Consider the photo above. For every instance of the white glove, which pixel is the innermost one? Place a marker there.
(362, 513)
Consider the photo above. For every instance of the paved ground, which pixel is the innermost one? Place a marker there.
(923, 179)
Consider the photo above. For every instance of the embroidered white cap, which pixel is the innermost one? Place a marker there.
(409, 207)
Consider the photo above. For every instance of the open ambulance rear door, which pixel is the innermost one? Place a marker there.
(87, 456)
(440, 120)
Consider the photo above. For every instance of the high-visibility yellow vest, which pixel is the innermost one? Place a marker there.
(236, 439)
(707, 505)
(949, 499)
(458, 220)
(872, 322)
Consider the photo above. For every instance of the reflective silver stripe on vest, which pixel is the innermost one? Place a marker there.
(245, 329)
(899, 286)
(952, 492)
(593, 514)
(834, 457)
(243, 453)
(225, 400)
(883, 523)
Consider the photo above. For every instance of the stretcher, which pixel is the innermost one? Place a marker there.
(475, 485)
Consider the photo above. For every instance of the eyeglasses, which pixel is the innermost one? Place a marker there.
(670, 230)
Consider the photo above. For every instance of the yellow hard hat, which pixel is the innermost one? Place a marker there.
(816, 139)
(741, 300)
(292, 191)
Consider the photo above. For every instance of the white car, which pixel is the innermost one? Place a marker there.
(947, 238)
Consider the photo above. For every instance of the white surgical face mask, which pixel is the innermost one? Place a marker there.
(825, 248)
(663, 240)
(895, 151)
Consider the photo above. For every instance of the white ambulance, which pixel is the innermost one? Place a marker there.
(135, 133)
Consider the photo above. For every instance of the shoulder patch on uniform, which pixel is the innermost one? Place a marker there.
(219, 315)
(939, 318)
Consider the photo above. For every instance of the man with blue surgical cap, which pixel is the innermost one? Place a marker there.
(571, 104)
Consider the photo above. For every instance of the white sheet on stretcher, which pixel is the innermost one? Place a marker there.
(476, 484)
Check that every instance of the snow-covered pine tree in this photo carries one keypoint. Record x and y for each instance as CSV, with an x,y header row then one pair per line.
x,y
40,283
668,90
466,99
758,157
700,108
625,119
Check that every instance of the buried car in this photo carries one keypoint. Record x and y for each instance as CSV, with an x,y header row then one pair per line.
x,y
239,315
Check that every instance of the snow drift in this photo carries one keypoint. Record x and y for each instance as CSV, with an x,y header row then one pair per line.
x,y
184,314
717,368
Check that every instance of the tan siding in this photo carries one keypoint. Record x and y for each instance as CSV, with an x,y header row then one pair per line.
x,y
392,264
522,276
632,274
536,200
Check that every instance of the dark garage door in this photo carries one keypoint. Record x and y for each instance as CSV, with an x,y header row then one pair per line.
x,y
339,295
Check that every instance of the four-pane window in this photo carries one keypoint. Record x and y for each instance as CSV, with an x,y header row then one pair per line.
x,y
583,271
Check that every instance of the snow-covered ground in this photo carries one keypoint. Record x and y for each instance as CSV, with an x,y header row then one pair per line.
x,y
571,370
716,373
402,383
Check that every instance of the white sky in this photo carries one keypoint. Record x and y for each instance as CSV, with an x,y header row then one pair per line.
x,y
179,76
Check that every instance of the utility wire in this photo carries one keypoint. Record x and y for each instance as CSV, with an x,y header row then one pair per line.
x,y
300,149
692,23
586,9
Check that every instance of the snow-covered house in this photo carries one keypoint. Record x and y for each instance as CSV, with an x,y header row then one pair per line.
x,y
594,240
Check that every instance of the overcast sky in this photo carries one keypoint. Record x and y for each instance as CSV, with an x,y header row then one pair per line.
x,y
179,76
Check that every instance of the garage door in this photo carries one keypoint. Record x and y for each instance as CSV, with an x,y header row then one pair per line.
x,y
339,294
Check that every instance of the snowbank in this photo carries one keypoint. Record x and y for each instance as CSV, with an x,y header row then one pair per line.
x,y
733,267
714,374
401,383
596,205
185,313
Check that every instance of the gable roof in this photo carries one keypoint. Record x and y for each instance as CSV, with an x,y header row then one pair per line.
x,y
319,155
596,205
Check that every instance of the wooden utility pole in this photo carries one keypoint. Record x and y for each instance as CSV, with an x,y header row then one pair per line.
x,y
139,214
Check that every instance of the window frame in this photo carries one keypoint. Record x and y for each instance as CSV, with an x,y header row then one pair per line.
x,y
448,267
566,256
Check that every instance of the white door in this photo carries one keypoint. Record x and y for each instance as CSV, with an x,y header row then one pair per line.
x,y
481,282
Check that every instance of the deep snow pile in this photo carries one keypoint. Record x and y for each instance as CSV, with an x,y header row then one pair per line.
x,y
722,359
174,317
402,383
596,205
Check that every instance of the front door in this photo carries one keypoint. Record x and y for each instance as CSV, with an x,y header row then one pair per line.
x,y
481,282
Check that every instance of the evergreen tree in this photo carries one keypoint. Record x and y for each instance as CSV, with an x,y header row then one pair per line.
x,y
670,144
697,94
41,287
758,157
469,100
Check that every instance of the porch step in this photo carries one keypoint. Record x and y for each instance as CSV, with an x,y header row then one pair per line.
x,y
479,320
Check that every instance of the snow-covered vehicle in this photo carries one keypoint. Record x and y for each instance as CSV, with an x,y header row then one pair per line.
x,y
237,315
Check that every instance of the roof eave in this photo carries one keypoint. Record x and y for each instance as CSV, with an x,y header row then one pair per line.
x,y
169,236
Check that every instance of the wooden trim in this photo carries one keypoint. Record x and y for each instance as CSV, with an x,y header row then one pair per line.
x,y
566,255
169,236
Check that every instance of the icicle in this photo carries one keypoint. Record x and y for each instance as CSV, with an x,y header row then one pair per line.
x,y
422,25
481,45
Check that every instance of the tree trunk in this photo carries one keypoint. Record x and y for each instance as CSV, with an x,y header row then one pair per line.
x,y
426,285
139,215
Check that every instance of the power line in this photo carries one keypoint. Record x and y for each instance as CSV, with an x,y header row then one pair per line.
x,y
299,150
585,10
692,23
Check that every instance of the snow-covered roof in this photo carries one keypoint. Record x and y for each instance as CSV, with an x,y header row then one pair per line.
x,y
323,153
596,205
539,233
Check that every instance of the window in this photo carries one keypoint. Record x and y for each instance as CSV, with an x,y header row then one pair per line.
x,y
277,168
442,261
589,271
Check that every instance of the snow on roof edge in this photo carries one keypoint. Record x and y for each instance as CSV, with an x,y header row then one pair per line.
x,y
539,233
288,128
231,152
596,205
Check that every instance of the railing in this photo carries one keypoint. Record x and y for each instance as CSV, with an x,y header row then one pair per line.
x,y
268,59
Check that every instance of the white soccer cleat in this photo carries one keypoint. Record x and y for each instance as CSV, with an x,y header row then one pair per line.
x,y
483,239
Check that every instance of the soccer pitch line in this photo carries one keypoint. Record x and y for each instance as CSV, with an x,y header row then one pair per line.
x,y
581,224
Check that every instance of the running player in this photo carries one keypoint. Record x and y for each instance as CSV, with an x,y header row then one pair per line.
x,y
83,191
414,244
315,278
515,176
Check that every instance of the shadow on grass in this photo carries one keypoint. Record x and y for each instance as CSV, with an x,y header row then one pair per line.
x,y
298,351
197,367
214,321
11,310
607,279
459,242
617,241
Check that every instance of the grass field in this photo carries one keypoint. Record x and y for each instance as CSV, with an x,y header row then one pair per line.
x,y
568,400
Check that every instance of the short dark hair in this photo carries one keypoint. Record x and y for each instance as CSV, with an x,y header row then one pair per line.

- - -

■ SHORT EXERCISE
Emit verbatim the lines running from the one with "Check that every instance of the shadow" through the last line of the data, both endpoints inclusive.

■ EXERCISE RESULT
Check that every instance of the shadow on grass in this photo carries one keypoint. Record x and y for each instance as CSV, with an x,y header row then one pair per line.
x,y
298,351
197,367
214,321
11,310
607,279
459,242
617,241
Check that every instance of the grass field in this photo carries one keypoint. Record x and y for each instance as CSV, with an x,y header row then one pair per line.
x,y
568,400
Check that every instance of the short dark hair in this photo carries one keypoint. Record x and y for each instance as CSV, with an x,y header row then one pair per line.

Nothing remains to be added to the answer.